(Image point grounding data)
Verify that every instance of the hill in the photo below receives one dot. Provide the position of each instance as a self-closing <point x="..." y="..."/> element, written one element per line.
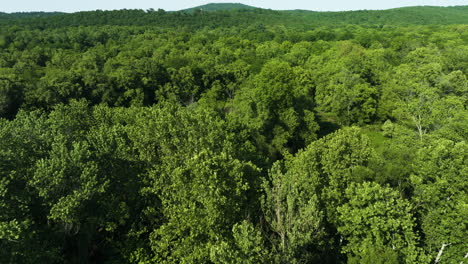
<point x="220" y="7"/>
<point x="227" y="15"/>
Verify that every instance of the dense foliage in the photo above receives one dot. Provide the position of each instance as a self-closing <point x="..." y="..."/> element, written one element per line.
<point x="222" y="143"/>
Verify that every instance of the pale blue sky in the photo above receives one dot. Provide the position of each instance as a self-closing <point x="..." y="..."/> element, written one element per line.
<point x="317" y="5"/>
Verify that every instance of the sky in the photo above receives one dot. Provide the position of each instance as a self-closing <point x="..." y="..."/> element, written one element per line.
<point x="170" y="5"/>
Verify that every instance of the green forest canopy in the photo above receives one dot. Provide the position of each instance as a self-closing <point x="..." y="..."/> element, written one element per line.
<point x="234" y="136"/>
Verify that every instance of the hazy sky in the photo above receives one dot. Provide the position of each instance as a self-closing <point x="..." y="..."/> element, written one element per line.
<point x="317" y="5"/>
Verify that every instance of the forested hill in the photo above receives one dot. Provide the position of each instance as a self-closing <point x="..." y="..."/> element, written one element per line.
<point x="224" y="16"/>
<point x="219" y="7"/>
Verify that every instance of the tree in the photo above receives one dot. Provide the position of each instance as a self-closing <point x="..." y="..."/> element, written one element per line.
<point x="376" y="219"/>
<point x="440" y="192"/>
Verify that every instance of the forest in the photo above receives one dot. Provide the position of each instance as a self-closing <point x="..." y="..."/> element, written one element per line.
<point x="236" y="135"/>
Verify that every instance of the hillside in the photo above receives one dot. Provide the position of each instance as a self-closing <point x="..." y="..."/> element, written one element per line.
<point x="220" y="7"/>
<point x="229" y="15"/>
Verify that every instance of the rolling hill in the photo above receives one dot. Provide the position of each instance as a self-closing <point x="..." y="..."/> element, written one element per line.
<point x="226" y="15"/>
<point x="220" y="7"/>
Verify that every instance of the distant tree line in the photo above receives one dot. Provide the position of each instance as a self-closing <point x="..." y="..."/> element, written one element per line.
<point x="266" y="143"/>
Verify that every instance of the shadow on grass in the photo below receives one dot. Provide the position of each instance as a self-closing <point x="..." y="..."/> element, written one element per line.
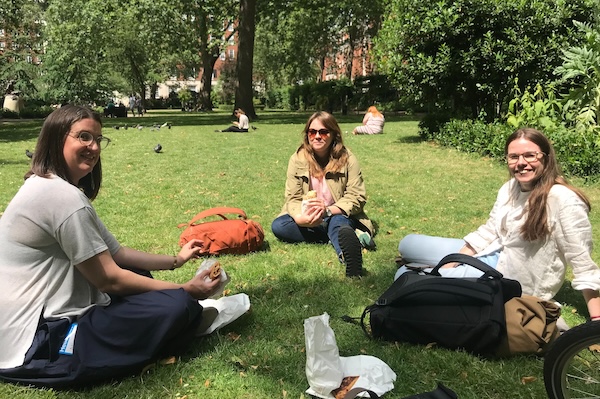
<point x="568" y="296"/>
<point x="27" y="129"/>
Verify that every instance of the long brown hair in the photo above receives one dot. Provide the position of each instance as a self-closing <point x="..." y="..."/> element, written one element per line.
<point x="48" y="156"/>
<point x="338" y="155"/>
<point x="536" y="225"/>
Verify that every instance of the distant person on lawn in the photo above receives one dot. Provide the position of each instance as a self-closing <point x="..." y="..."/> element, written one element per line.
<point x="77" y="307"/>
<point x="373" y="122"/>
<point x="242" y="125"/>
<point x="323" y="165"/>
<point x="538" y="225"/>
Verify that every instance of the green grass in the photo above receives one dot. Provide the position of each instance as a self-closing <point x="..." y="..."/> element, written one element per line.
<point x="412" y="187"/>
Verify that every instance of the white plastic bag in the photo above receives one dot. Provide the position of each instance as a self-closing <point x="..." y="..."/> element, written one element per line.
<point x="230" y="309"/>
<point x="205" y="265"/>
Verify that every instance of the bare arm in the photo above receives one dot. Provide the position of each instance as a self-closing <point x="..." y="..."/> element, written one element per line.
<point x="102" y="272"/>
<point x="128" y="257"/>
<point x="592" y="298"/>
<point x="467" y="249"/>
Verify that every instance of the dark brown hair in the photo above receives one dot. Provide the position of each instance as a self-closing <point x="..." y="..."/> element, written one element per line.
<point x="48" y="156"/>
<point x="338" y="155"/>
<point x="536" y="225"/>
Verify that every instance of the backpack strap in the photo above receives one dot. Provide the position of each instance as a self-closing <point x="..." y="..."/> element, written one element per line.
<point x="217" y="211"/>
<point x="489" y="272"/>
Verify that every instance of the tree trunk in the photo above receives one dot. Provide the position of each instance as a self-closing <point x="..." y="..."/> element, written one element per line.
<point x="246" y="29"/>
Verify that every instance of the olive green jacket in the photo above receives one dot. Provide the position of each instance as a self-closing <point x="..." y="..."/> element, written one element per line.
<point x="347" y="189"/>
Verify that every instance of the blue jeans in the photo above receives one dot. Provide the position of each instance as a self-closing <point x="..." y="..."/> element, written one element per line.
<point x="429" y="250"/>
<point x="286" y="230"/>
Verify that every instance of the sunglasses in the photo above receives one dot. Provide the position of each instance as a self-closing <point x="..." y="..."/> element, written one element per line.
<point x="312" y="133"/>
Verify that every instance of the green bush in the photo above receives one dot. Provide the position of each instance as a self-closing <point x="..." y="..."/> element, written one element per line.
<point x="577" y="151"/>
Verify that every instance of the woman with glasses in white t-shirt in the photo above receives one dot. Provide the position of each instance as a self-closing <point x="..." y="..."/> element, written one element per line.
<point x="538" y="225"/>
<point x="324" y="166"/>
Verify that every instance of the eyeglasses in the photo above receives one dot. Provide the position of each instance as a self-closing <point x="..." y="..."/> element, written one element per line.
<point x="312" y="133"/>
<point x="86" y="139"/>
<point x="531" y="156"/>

## YOUR ASSIGNMENT
The records above should be repeated exactly, with no pictures in the copy.

## EXERCISE RESPONSE
Verify that every instance of the hill in the photo below receives one dot. Provide the position of each instance as a self-closing <point x="..." y="..."/> element, written one element per line.
<point x="220" y="7"/>
<point x="227" y="15"/>
Verify that every instance of the dense foliage in the photo above receives one dot. Provide the position of each instance as a self-closing <point x="..." y="..."/> element, written one element per line.
<point x="222" y="143"/>
Verify that every instance of the pale blue sky in the photo above receives one dot. Provide the position of each instance as a self-closing <point x="..." y="..."/> element, written one element per line.
<point x="317" y="5"/>
Verify that every instance of the sky in the photo above receives one dot. Provide the position of each instance as a self-closing <point x="..." y="..."/> element, written one element per line.
<point x="170" y="5"/>
Verify that every instance of the green forest canopy in the photo above receives one dot. Provide the position of each instance as a self-closing <point x="..." y="..."/> element, written one element per line.
<point x="234" y="136"/>
Verify that every instance of the hazy sky in the photo above receives one dot. Provide the position of each instance as a self-closing <point x="..." y="..."/> element, written one element per line.
<point x="317" y="5"/>
Verify that every instance of the forested hill in the photo above receives one dot. Provide the position of each instance as a self-closing <point x="..." y="..."/> element, written one element per line.
<point x="224" y="16"/>
<point x="219" y="7"/>
Verify that every instance of the tree in the photo above receives one dot. Provide the position of each instance as a self-closing <point x="..." y="..."/> element, written one element per line.
<point x="376" y="219"/>
<point x="440" y="192"/>
Verify that every instance of the forest in the photo above receives one dot. Provide the position of each instance as a self-closing <point x="..." y="..."/> element, written one element per line.
<point x="236" y="135"/>
Verify that every instance of the hillside in the photo above receives one dot. Provide the position of each instance as a self-closing <point x="..." y="..."/> element, written one element per line.
<point x="220" y="7"/>
<point x="229" y="15"/>
Verify that every instance of the rolling hill in the photo above receives one dot. Provide the position of each instance as a self-closing <point x="..." y="..."/> element, written one element per line.
<point x="226" y="15"/>
<point x="220" y="7"/>
Verify that every instance of the distant tree line in the photo above receives one dot. Provide the position of each instance as a self-closing <point x="..." y="..."/> element, written one element per line.
<point x="266" y="143"/>
Verify that every instance of the shadow on grass in the photo below receives one dot. Provide the position of each instance as a self-closing <point x="..." y="..."/> element, written one element per line.
<point x="568" y="296"/>
<point x="27" y="129"/>
Verify that every instance of the long brown hair in the photo above receives one dot. Provide the position of each instance as a self-closing <point x="..." y="..."/> element, written one element per line.
<point x="48" y="156"/>
<point x="338" y="155"/>
<point x="536" y="225"/>
Verify that every instance of the distant person on lawn in the photo above receives one dot. Provide the position of each instance as a self-closing <point x="..." y="..."/> element, written one element per line.
<point x="77" y="307"/>
<point x="373" y="122"/>
<point x="242" y="125"/>
<point x="323" y="165"/>
<point x="538" y="225"/>
Verify that every instance of the green grass in the photo above receives one dot. Provide the position of each instance as a self-closing <point x="..." y="..."/> element, written one element per line.
<point x="412" y="187"/>
Verify that every instance of the white plastic bag in the photo above receives one dot. Provide the position of each instance as a self-closing <point x="..." y="..."/> element, written one element per line.
<point x="230" y="309"/>
<point x="205" y="265"/>
Verify that every instance of the bare arm in the photo above receives one dot. Provide the position of each instance as a self-closing <point x="..." y="..."/> element, written one element per line.
<point x="102" y="272"/>
<point x="128" y="257"/>
<point x="592" y="298"/>
<point x="467" y="249"/>
Verify that every instance of the dark brown hair in the photo above receives one dot. Provide the position of each instance as a self-closing <point x="..." y="..."/> element, written one element per line.
<point x="48" y="156"/>
<point x="338" y="155"/>
<point x="536" y="225"/>
Verify that every instance of the backpack strap in the photo above receives one dot. Provide the position of each instance as a self-closing <point x="..." y="..."/> element, written one element per line.
<point x="217" y="211"/>
<point x="489" y="272"/>
Verify that every instance of the tree trunk in the photo above receives one dot. Provide the position of each instance as a self-closing <point x="..." y="..."/> element, written one element per line.
<point x="246" y="29"/>
Verify that every instance of the olive green jacket in the photo above receives one dot. Provide the position of each instance as a self-closing <point x="..." y="..."/> element, written one element per line.
<point x="347" y="189"/>
Verify that every instance of the blue jeans in the photo above receives one dot. Provide the position of each instance as a self-closing <point x="..." y="..."/> element, written one element per line.
<point x="429" y="250"/>
<point x="286" y="230"/>
Verify that every instance of the sunglasses in the photo above receives one dot. Provide the position of each instance as a self-closing <point x="..." y="..."/> element, written one element per line.
<point x="312" y="133"/>
Verify that every instance of the green bush in the photo above receives one dot. Provide the position of each instance as a self-closing <point x="..." y="..."/> element, written one element per line.
<point x="577" y="151"/>
Verify that every instance of the woman with glasses in white t-shirt in the photo above receives one dot. Provide the position of each instance as a self-closing <point x="..." y="..."/> element, written one element per line.
<point x="538" y="225"/>
<point x="324" y="166"/>
Verify that every instance of the eyeglasses in the photo above receives one dot. Provide the position of each instance as a self-closing <point x="..." y="..."/> element, written one element per line.
<point x="312" y="133"/>
<point x="86" y="139"/>
<point x="531" y="156"/>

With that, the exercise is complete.